++++ Text to read ++++

I know it may be hard for most readers to believe this, but once upon a time, the New York Times really was a very good paper. I trace its demise to its decision to become a national newspaper, which took place in the later 1990s, instead of a New York city newspaper that set national standards.
That is not to say the Times was perfect, Lord knows it wasn’t, but the average quality was high and there was not too much deviation in the caliber of its stories. Now, while the good stories are still fine indeed, the quality is inconsistent, and there are too many articles that look to be PR plants or are otherwise too obviously hewing to some sort of party line.
Like the New York Times, the Financial Times has decided to become important paper in the US, and the caliber of the paper as a whole has deteriorated. Yes, it still has some excellent reporters and columnists, but it like the Times has taken to writing up tidbits from influential sources with a notable lack of critical thought. I wish I could have my FT circa 2006 back.

++++ Provided information ++++

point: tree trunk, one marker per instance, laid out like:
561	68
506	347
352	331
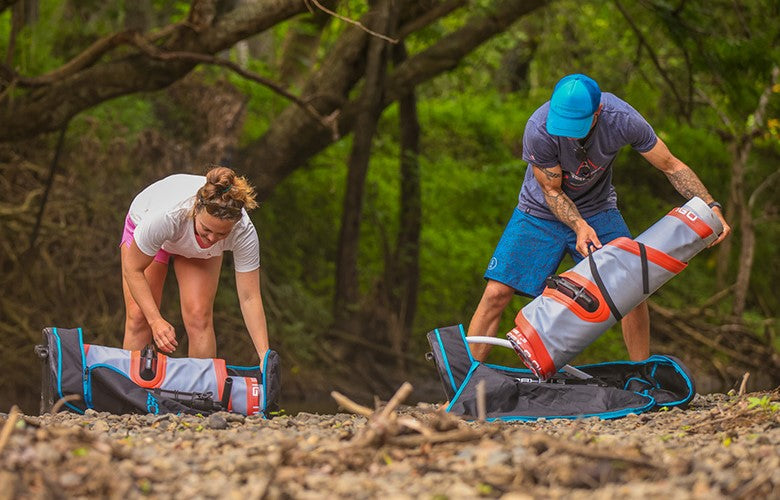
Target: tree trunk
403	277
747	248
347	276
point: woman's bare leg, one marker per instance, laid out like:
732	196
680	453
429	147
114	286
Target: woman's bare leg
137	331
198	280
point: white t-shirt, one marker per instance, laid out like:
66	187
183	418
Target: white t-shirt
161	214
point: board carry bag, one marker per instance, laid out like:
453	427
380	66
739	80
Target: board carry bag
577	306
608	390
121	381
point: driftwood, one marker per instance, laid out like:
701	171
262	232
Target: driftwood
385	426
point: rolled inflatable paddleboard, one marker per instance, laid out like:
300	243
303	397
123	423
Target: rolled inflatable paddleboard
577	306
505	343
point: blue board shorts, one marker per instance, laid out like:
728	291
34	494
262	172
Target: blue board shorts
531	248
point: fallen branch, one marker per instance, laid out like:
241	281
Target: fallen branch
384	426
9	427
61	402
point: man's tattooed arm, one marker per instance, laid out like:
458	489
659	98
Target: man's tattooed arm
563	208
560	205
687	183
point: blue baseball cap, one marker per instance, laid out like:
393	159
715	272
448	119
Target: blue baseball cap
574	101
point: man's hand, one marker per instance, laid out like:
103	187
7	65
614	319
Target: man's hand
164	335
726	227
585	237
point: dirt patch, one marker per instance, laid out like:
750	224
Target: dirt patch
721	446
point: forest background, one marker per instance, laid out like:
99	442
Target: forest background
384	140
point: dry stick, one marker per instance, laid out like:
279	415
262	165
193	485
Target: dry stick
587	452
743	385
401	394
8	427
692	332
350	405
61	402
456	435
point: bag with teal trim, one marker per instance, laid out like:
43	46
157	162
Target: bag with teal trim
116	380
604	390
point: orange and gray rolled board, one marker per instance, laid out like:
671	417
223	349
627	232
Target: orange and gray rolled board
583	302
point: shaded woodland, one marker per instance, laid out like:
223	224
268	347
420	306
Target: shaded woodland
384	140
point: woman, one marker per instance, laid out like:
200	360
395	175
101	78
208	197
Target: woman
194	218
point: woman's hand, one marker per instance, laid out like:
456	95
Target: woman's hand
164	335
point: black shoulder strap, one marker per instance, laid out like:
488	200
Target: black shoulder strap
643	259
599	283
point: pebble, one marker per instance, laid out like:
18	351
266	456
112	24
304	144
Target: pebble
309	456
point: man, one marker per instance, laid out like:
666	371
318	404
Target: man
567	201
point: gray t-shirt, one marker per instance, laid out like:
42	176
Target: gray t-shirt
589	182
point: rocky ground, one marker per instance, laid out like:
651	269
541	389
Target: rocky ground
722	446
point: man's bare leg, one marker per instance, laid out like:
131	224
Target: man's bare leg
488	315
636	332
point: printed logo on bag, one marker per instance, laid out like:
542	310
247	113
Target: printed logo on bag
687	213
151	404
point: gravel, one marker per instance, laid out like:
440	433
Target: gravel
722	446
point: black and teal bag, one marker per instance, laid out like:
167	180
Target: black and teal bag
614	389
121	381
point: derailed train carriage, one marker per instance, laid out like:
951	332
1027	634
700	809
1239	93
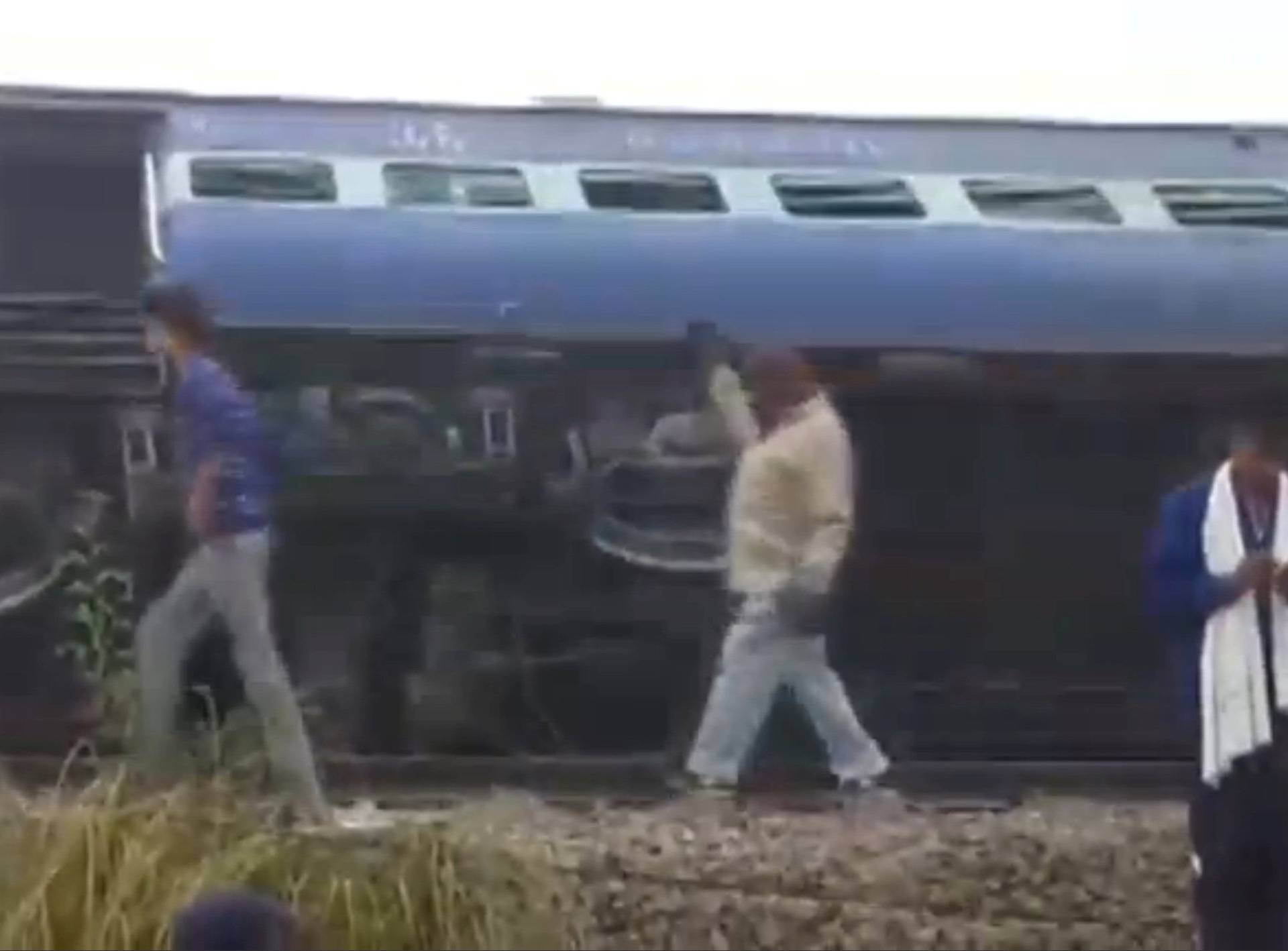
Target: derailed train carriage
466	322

++++

### Request 1
Reproduce the part of the newspaper commentary that opens with the words containing "I know it may" and closes with "set national standards.".
### Request 2
In the newspaper commentary, what does the writer say they wish they could have back?
### Request 3
According to the newspaper commentary, what caused the decline of the New York Times? Explain in one to three sentences.
Rely only on the newspaper commentary for your answers.

### Response 1
I know it may be hard for most readers to believe this, but once upon a time, the New York Times really was a very good paper. I trace its demise to its decision to become a national newspaper, which took place in the later 1990s, instead of a New York city newspaper that set national standards.

### Response 2
The writer wishes they could have their FT circa 2006 back.

### Response 3
The writer traces the paper's demise to its decision in the later 1990s to become a national newspaper. Before that, it was a New York City newspaper that set national standards.